Your answer should consist only of the lines below from the one with "positive clicks: (699, 181)" through the one with "156L464 238L599 182L773", copied exactly.

* DATA TO EXAMINE
......

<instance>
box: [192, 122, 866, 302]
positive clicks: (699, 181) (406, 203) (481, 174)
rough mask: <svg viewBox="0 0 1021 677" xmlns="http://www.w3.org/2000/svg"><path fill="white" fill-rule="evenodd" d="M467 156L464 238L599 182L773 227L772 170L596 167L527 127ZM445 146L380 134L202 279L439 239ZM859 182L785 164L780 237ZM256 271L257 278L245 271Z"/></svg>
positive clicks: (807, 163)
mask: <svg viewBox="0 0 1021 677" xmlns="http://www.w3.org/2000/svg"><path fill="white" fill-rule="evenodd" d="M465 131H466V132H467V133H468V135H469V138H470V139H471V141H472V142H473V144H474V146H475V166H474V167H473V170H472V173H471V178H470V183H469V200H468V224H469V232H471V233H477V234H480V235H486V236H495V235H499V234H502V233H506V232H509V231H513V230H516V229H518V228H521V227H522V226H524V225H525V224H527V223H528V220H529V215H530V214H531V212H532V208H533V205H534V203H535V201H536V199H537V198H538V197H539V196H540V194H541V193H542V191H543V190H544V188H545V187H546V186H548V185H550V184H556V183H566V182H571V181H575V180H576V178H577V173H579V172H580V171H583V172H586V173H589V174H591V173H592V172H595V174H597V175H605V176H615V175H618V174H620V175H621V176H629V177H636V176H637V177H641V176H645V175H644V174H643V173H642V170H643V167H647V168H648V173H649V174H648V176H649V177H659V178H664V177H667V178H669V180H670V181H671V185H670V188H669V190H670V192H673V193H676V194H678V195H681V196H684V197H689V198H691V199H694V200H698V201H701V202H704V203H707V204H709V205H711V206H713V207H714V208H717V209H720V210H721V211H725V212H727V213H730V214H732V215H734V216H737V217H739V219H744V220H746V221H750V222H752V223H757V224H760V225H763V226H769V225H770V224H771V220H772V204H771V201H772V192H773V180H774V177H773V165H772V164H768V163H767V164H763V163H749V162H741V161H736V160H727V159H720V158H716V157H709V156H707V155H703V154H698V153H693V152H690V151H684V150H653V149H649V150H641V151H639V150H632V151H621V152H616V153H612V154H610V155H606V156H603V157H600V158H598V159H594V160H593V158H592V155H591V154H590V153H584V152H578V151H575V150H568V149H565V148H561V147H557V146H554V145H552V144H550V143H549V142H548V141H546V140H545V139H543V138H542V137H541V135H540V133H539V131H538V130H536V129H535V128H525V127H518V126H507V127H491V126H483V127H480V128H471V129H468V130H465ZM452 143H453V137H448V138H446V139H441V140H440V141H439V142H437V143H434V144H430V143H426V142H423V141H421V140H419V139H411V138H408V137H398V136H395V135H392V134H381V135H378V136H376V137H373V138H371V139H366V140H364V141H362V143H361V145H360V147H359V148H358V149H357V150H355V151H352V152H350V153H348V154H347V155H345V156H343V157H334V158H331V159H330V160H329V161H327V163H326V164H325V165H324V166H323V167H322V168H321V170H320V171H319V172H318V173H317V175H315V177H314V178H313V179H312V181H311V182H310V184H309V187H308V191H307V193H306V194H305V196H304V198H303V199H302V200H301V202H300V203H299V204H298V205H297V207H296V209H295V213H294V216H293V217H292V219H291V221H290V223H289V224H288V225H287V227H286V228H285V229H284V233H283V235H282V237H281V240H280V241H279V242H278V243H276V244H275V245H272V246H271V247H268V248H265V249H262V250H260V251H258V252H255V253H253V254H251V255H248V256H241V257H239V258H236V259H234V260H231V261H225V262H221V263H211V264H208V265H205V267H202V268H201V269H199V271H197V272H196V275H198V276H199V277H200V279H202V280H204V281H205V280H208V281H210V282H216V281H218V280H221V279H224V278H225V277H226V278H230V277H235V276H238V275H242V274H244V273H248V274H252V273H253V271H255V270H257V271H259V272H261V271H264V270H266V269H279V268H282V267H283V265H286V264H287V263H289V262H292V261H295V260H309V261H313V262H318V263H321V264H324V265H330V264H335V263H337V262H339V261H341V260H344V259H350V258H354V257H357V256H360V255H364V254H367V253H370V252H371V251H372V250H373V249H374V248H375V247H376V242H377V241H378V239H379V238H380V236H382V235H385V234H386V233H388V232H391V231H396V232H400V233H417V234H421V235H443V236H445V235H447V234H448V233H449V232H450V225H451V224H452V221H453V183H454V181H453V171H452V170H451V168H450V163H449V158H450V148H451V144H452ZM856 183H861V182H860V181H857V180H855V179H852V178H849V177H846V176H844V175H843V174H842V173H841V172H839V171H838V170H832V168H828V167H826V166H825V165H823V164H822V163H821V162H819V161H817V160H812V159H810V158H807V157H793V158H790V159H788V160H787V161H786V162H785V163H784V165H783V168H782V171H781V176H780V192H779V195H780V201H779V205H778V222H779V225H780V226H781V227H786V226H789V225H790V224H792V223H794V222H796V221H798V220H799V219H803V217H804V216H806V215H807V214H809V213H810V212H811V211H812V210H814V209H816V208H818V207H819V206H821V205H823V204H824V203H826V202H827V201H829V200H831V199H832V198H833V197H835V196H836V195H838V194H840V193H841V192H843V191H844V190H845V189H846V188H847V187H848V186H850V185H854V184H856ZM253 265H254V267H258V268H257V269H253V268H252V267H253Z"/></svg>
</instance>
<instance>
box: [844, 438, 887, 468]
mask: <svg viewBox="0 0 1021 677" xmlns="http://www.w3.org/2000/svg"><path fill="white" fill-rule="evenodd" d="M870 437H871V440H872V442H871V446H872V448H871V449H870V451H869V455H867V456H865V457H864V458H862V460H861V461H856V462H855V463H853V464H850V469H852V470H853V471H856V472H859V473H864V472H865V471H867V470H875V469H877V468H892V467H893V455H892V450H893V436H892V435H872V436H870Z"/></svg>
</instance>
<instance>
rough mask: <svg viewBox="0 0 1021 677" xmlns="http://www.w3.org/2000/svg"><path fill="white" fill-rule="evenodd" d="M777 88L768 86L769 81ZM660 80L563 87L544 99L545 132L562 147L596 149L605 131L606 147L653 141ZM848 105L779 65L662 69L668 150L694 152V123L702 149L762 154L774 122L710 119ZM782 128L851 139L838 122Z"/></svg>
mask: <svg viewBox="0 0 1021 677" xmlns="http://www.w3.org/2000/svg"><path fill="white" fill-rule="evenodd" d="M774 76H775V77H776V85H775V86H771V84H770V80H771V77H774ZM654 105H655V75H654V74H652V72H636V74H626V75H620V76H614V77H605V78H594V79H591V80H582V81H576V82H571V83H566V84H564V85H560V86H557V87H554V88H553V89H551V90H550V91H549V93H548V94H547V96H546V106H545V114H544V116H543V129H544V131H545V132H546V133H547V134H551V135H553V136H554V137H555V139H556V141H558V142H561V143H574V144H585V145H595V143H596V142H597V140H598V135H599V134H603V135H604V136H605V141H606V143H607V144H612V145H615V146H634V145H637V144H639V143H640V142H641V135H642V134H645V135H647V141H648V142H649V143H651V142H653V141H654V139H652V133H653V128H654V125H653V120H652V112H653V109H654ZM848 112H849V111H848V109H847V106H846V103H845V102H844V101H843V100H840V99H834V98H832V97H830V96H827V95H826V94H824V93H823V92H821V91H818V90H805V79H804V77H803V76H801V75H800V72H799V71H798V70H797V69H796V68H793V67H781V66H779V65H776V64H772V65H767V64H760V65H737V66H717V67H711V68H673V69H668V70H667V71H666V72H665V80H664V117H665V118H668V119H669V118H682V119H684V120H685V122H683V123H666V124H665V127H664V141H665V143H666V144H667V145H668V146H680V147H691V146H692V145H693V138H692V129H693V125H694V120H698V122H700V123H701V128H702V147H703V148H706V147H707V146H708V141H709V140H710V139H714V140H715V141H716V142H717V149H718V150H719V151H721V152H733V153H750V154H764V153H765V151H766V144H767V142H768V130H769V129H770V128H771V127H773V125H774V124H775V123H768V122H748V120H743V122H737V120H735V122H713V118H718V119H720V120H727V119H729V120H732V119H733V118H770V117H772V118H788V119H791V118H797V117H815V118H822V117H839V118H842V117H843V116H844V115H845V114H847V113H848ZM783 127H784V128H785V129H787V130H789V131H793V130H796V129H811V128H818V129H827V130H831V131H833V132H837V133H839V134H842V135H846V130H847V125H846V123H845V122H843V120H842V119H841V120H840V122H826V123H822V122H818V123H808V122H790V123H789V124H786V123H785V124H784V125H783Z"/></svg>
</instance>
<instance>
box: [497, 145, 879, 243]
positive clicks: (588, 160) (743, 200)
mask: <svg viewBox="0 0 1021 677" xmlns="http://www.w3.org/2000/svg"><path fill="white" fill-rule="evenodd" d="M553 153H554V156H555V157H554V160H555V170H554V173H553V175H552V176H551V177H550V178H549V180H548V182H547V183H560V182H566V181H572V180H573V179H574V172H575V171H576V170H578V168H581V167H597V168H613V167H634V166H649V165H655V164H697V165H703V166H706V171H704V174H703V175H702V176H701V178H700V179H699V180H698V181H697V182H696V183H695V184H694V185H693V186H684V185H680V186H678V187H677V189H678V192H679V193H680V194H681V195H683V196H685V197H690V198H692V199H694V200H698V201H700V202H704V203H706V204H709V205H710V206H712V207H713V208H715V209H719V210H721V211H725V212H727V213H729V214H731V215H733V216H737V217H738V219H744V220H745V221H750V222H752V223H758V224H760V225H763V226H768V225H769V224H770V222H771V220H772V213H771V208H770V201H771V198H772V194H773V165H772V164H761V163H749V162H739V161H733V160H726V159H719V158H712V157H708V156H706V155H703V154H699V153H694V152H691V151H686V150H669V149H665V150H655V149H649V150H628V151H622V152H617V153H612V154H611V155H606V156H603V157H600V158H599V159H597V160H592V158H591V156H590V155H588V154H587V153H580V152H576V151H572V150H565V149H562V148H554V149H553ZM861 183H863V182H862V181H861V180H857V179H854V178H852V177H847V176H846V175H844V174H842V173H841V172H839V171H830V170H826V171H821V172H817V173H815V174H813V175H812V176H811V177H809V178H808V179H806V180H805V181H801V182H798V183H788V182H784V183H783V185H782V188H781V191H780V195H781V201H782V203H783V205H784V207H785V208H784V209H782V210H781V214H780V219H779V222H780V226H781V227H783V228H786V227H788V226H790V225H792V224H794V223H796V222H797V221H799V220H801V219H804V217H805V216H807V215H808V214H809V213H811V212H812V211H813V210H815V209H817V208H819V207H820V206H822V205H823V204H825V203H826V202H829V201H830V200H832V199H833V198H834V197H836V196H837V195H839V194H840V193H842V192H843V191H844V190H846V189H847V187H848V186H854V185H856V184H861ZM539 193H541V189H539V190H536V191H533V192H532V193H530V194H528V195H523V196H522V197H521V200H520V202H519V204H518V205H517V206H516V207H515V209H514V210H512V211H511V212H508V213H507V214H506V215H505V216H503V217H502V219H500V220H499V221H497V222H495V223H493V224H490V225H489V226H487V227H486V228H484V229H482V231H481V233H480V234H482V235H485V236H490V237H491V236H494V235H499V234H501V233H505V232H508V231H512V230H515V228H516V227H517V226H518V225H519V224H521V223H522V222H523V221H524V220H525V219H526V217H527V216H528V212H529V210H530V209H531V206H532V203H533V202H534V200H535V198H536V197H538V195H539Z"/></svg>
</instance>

......

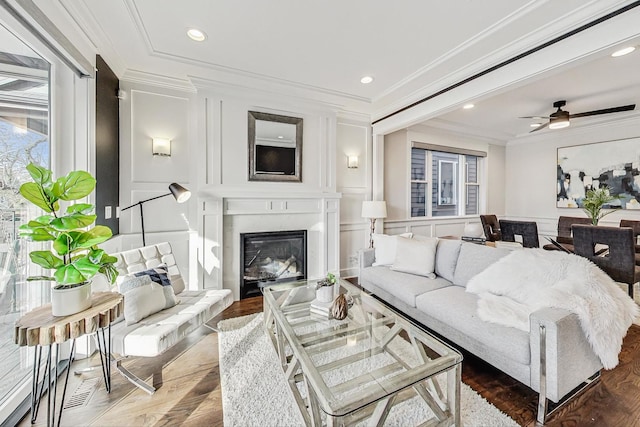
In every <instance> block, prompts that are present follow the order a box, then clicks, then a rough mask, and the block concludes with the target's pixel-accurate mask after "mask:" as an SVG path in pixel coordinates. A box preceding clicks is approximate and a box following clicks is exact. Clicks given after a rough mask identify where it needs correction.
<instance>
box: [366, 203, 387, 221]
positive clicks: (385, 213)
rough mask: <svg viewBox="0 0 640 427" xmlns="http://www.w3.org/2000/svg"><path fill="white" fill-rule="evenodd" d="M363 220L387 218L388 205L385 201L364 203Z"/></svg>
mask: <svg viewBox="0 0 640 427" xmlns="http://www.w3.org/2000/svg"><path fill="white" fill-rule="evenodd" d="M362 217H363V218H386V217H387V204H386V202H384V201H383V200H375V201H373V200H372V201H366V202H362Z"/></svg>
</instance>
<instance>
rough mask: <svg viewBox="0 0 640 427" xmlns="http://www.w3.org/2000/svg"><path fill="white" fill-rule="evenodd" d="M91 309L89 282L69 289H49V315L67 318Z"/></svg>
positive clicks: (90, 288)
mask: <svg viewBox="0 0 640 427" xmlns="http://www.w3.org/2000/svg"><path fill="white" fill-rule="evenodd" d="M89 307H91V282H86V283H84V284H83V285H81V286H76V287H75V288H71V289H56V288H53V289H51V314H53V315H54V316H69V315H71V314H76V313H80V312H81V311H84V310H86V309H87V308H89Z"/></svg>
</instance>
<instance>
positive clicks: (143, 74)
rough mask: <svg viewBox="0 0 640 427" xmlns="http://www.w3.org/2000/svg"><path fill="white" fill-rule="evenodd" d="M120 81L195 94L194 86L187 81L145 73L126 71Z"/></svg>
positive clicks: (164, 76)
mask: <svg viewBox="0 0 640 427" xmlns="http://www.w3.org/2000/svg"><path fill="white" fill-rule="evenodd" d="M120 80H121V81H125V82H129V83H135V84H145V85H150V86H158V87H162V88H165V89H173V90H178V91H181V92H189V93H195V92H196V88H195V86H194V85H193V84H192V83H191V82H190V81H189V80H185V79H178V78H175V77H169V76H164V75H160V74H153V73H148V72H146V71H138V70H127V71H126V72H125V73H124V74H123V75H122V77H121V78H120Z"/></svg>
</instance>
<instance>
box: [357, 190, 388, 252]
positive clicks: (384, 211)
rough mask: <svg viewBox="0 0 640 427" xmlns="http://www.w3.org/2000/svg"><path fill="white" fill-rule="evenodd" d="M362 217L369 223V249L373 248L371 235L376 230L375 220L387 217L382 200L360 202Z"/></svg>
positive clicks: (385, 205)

......

* YOUR RESPONSE
positive clicks: (699, 181) (406, 203) (481, 174)
rough mask: <svg viewBox="0 0 1021 677" xmlns="http://www.w3.org/2000/svg"><path fill="white" fill-rule="evenodd" d="M467 156L464 238L599 182L773 227L772 170L596 167L527 127ZM445 146L380 134L202 279L439 239ZM859 182L785 164L780 237ZM256 271L257 278L245 271Z"/></svg>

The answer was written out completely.